Task objective: Leave the pictures out while you restate every entry below word for word.

Input:
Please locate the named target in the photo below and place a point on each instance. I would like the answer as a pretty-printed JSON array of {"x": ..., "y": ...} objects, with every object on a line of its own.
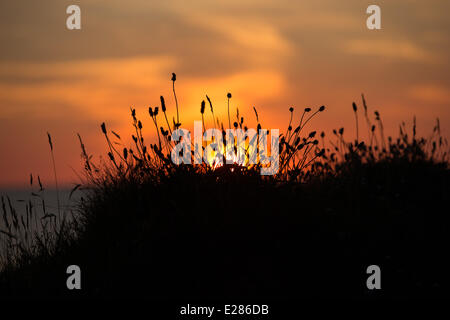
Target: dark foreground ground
[{"x": 233, "y": 236}]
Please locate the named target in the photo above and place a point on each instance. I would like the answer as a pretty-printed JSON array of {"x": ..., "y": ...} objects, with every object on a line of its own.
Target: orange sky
[{"x": 269, "y": 54}]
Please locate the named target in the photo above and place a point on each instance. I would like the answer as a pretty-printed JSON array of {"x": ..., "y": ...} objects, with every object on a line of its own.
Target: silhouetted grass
[{"x": 148, "y": 227}]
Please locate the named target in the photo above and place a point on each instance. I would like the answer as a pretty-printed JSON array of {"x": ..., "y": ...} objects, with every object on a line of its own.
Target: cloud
[{"x": 396, "y": 49}]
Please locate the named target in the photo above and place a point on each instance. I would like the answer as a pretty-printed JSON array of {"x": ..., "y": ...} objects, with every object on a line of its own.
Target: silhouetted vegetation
[{"x": 147, "y": 227}]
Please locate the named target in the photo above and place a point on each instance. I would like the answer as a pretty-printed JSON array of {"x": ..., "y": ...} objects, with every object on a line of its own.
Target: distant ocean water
[{"x": 21, "y": 197}]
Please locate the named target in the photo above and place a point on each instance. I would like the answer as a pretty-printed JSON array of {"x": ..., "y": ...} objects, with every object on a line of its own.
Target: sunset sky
[{"x": 269, "y": 54}]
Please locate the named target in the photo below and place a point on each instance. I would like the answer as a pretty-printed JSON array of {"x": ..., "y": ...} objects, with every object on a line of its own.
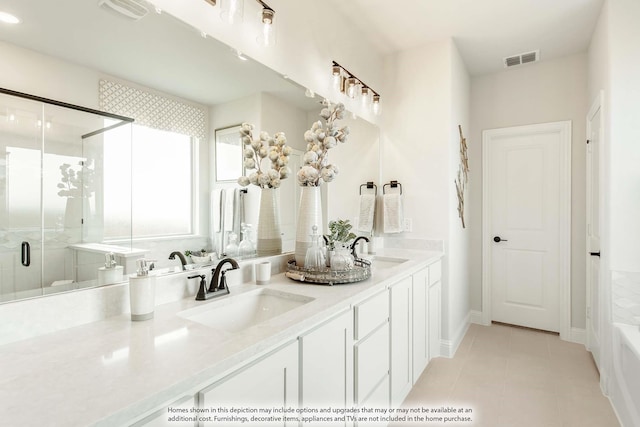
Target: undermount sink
[
  {"x": 382, "y": 262},
  {"x": 238, "y": 312}
]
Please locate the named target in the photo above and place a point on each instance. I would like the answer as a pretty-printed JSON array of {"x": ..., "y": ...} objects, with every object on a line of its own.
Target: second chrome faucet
[{"x": 218, "y": 285}]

Written answer:
Please locate the named target in the photo below and place a point on each instance. I would like the answer as a pretty-printed JSON array of {"x": ..., "y": ...} objects, with every object on a line of its own.
Target: dark foreground ground
[{"x": 233, "y": 236}]
Please locate the named target in the photo above and place a point on each instance. I would like the answer as a pretty-printed JSON array of {"x": ..., "y": ...} objects, with every object on a line of its own.
Target: orange sky
[{"x": 269, "y": 54}]
Please locate the named target in the photo above and place a point on each instance. I would like the answer as a pretty-printed JSON array of {"x": ..., "y": ...} objects, with every object on a line of its own.
Target: silhouetted grass
[{"x": 148, "y": 227}]
Please locate the named target in the photo above and place a point on each instance. I would like the answer as a pretty-printed JSON array of {"x": ..., "y": ...} objects, with every object on a line of its own.
Target: cloud
[{"x": 396, "y": 49}]
Please locate the named target in the photo above and place a point on each instance. I would like the answer as a pretty-printed JSON array of {"x": ..., "y": ...} objects, with every object on a line of its own.
Target: silhouetted vegetation
[{"x": 147, "y": 227}]
Please locate the named target in the photo above and place a point on each instance. I would like the answer as a pretty-printed JSON array of {"x": ..., "y": ...} objects, with every object on a line of its own.
Target: distant ocean water
[{"x": 21, "y": 197}]
Please locate the named target in the photo above and place a point on each instance. I would like the answer as a pretty-printed JSON array of {"x": ..., "y": ...} objects, with every object on a line of its own.
Target: sunset sky
[{"x": 269, "y": 54}]
Please locate the named target in the photo below and place a point on each instance. I would like the answer as a pretty-printed JSON array of {"x": ..., "y": ...} objects, with every object on a line of its own.
Target: undermount sink
[
  {"x": 382, "y": 262},
  {"x": 238, "y": 312}
]
Please locate the named target in the photo above and place a point on each instance. I would like the answer as a pretty-printed JSON array of {"x": ..., "y": ...} objects, with every object on a line of its own.
Target: second chrome faucet
[{"x": 218, "y": 285}]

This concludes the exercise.